Sie sind Arbeitgeber und haben eine unangenehme Überraschung erlebt: Der Zoll hat Ihr Unternehmen geprüft, Ihre Wohn- und Geschäftsräume durchsucht oder Ihnen per Schreiben mitgeteilt, dass ein Strafverfahren gegen Sie eingeleitet wurde. Dem Zoll wurde vor einigen Jahren die Aufgabe übertragen, solche Prüfung und Ermittlungen im Rahmen der Finanzkontrolle Schwarzarbeit zu übernehmen. Die Zollbeamten der Finanzkontrolle Schwarzarbeiten prüfen bestimmte Branchen schwerpunktmäßig. Solche Branchen sind insbesondere das Baugewerbe, die Gastronomie und das Wach- und Sicherheitsgewerbe.

Was bedeutet das für Sie und wie sollten Sie sich verhalten?


Sozialversicherungsbetrug – Welche Strafe droht?

Sozialversicherungsbetrug ist ein Delikt, das der Steuerhinterziehung ähnelt. Es handelt sich um eine Straftat, die mit Freiheitsstrafe bis zu fünf Jahren oder mit Geldstrafe bestraft werden kann. In besonders schweren Fällen, zum Beispiel wenn ein Arbeitgeber in großem Ausmaß oder fortgesetzt Beiträge vorenthalten hat, können sogar bis zu zehn Jahre Freiheitsstrafe drohen.

Sozialversicherungsbetrug liegt vor, wenn Sie als Arbeitgeber der Einzugsstelle (in der Regel der Krankenkasse) Beiträge des Arbeitnehmers zur Sozialversicherung (Kranken-, Pflege-, Renten- und Arbeitslosenversicherung) vorenthalten. Das bedeutet, dass Sie die Beiträge nicht oder nicht in voller Höhe abführen, obwohl Sie dazu verpflichtet sind. Dabei spielt es keine Rolle, ob Sie das Arbeitsentgelt, also den Nettobetrag, an die Arbeitnehmer ausgezahlt haben oder nicht.

- - - -

- **Übungsaufgaben**
[a] Nenne alle Zweige der Sozialversicherung, die der Auszug zum Sozialversicherungsbetrug aufzählt.
[b] Gib den Auszug zum Sozialversicherungsbetrug wörtlich wieder, von „Sozialversicherungsbetrug – Welche“ bis einschließlich „haben oder nicht.“.
[c] Setze den Auszug zum Sozialversicherungsbetrug im Anschluss an seinen letzten Satz fort.
Die Einträge haben mit dem Auszug zum Sozialversicherungsbetrug nichts zu tun.

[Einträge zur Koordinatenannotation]
- - - -

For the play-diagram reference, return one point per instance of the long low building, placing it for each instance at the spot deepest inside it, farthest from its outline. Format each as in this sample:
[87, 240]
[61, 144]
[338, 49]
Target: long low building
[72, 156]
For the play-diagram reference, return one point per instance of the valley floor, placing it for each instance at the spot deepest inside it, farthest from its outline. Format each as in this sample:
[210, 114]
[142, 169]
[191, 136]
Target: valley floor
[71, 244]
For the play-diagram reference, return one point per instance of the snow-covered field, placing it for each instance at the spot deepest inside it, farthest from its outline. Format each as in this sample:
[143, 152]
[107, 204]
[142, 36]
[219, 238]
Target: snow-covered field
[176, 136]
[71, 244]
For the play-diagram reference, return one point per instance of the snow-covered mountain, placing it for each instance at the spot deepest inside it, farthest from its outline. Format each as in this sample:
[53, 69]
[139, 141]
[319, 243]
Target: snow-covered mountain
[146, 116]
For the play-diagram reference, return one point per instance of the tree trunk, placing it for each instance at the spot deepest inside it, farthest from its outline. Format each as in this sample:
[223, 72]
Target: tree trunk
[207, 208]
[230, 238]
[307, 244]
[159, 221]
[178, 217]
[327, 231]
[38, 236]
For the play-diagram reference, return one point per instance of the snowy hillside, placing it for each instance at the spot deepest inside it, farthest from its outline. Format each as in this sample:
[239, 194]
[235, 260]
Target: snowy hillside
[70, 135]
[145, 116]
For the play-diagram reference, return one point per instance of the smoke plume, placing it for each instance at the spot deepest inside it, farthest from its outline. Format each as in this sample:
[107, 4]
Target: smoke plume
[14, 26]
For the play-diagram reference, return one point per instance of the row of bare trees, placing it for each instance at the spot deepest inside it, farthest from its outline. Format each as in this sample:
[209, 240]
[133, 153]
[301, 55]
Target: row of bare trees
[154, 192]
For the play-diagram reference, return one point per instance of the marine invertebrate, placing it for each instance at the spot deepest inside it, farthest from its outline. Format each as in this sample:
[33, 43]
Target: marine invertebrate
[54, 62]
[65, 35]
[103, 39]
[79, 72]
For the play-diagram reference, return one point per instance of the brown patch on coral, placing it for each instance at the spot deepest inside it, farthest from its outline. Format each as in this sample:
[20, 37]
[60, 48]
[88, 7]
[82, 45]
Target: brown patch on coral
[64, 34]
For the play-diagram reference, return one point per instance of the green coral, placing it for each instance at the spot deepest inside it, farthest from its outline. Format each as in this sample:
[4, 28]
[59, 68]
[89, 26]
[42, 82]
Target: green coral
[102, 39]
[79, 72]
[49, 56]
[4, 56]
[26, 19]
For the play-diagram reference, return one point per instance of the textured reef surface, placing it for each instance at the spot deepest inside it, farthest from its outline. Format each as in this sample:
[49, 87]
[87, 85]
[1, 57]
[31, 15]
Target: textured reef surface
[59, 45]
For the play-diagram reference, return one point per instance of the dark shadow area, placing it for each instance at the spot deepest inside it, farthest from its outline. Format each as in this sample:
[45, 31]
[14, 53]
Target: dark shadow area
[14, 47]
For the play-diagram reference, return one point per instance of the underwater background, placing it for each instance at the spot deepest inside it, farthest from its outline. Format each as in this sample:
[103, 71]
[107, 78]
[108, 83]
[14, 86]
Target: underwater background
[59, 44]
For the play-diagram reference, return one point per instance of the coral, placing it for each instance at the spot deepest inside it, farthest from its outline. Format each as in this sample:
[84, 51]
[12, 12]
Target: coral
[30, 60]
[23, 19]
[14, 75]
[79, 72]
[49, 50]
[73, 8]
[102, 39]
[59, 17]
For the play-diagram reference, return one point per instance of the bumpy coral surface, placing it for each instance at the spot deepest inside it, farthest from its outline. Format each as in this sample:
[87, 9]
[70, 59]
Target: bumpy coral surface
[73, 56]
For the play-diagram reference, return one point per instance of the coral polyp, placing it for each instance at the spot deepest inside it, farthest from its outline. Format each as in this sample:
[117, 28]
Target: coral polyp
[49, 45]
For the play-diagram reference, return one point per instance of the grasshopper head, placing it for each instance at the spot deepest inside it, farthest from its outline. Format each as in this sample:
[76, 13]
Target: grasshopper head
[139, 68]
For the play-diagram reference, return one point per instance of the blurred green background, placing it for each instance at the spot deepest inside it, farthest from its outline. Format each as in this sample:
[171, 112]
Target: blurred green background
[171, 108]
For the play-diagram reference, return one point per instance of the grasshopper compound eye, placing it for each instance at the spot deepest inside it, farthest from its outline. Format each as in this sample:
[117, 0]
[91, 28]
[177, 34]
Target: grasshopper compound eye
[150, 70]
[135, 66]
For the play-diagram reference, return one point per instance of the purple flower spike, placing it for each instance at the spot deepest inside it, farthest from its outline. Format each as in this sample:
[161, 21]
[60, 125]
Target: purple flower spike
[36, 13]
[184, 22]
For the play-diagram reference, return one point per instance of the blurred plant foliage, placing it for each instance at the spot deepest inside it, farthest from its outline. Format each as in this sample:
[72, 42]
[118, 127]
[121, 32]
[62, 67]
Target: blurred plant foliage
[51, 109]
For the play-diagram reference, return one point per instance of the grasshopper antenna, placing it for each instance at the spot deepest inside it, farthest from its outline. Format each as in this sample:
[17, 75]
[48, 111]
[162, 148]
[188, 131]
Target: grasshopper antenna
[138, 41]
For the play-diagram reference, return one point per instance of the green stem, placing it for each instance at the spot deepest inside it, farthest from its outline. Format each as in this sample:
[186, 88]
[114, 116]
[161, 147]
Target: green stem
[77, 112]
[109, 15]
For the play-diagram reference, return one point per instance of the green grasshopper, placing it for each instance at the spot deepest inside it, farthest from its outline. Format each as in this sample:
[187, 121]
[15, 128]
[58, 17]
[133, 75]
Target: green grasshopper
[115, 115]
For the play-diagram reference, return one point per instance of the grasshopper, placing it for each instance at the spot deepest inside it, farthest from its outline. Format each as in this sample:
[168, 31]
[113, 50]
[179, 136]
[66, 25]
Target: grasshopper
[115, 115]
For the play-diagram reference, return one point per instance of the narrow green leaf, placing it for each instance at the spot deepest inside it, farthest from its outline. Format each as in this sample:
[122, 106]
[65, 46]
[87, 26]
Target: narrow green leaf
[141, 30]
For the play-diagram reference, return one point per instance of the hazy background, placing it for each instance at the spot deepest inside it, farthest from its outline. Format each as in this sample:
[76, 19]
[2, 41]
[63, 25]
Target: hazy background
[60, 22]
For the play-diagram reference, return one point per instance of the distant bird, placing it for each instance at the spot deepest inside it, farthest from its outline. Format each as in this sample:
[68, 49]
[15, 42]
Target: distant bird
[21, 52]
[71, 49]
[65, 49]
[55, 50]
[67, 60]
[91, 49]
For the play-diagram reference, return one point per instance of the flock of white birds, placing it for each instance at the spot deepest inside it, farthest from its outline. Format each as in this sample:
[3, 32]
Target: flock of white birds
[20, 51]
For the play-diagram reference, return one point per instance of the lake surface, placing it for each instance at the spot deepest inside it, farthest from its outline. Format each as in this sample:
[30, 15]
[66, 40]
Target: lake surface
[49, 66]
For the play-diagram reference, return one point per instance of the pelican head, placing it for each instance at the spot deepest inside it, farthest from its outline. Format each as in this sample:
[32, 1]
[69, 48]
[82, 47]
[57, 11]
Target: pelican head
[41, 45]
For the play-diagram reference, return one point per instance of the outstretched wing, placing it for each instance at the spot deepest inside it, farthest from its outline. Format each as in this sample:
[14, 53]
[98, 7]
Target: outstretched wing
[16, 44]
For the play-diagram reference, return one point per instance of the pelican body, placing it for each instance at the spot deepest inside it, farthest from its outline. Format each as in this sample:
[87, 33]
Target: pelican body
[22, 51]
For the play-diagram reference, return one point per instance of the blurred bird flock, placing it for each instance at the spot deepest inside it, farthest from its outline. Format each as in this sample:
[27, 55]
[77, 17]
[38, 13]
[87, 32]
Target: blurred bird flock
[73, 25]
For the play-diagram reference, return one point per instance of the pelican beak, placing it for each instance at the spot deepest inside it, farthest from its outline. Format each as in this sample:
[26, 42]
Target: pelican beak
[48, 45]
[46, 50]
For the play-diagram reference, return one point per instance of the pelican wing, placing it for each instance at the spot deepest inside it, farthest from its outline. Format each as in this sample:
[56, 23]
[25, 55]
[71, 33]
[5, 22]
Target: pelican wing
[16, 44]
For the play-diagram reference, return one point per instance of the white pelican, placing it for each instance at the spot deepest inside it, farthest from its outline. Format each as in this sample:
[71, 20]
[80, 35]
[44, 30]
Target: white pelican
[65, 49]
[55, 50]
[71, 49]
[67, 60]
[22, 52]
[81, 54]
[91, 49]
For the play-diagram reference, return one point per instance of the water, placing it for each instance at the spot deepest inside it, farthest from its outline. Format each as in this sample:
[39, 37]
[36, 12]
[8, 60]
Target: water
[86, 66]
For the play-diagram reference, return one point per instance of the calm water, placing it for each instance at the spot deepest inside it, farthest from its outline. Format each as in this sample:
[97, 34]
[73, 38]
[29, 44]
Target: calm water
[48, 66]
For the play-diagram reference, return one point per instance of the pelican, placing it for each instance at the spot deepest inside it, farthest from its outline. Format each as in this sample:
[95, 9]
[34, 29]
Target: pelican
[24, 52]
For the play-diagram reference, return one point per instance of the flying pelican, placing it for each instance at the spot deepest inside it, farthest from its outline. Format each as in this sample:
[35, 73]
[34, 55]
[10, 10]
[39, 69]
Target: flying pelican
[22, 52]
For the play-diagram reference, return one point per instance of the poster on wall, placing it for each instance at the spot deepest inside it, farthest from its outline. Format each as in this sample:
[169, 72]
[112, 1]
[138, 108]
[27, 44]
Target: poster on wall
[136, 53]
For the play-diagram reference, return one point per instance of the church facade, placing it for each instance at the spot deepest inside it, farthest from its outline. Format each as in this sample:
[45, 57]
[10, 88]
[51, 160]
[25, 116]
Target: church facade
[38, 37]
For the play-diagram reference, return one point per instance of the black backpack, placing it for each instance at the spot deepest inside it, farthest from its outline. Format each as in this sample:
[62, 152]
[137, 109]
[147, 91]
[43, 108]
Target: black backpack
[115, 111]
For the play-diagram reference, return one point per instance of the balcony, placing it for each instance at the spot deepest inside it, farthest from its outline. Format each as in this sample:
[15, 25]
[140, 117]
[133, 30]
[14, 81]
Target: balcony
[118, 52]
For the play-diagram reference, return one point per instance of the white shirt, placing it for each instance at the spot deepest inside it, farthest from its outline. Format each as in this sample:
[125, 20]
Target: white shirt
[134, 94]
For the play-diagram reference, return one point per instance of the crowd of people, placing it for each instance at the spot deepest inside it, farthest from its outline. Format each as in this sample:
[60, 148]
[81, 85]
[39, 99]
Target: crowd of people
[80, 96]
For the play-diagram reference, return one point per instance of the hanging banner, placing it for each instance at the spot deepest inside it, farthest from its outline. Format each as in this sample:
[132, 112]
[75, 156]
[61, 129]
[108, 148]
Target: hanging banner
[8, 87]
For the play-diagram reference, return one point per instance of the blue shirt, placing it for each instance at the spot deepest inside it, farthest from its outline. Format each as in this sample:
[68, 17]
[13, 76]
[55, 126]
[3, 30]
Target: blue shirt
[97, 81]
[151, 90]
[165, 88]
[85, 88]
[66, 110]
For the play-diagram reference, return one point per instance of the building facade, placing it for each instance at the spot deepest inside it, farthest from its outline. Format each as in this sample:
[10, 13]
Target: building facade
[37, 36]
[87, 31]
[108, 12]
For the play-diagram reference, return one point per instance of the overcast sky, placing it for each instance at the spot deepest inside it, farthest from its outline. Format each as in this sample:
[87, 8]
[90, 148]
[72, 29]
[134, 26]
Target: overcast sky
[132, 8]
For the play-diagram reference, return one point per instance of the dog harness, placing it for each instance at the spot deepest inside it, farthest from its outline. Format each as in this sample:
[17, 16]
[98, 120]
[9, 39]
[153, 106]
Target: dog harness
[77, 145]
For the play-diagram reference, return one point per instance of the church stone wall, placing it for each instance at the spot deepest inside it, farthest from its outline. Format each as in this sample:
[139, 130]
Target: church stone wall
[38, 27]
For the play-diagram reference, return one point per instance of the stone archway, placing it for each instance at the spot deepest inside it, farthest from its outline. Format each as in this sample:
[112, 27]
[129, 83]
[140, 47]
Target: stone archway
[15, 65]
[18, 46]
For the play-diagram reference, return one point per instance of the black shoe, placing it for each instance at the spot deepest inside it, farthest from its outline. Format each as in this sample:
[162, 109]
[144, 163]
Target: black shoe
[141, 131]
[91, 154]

- - - -

- **Lösungen**
[a] Krankenversicherung, Pflegeversicherung, Rentenversicherung, Arbeitslosenversicherung

[b]
Sozialversicherungsbetrug – Welche Strafe droht?

Sozialversicherungsbetrug ist ein Delikt, das der Steuerhinterziehung ähnelt. Es handelt sich um eine Straftat, die mit Freiheitsstrafe bis zu fünf Jahren oder mit Geldstrafe bestraft werden kann. In besonders schweren Fällen, zum Beispiel wenn ein Arbeitgeber in großem Ausmaß oder fortgesetzt Beiträge vorenthalten hat, können sogar bis zu zehn Jahre Freiheitsstrafe drohen.

Sozialversicherungsbetrug liegt vor, wenn Sie als Arbeitgeber der Einzugsstelle (in der Regel der Krankenkasse) Beiträge des Arbeitnehmers zur Sozialversicherung (Kranken-, Pflege-, Renten- und Arbeitslosenversicherung) vorenthalten. Das bedeutet, dass Sie die Beiträge nicht oder nicht in voller Höhe abführen, obwohl Sie dazu verpflichtet sind. Dabei spielt es keine Rolle, ob Sie das Arbeitsentgelt, also den Nettobetrag, an die Arbeitnehmer ausgezahlt haben oder nicht.

[c]
Sozialversicherungsbetrug kann auch vorliegen, wenn Sie der Einzugsstelle unrichtige oder unvollständige Angaben über sozialversicherungsrechtlich erhebliche Tatsachen machen oder diese pflichtwidrig verschweigen. Zum Beispiel, wenn Sie die Anzahl Ihrer Beschäftigten, die Höhe des Arbeitsentgelts oder die Art des Beschäftigungsverhältnisses falsch angeben oder verändern.

Sozialversicherungsbetrug ist eine Vorsatztat. Das heißt, Sie gewusst habe, dass Beiträge anfallen und dass diese an die Krankenkasse zu melden und abzuführen gewesen wären. Ein Versehen oder eine Fahrlässigkeit reichen nicht aus, um eine Strafbarkeit zu begründen. Allerdings ist es regelmäßig schwierig, eine Verteidigung allein auf den fehlenden Vorsatz zu stützen.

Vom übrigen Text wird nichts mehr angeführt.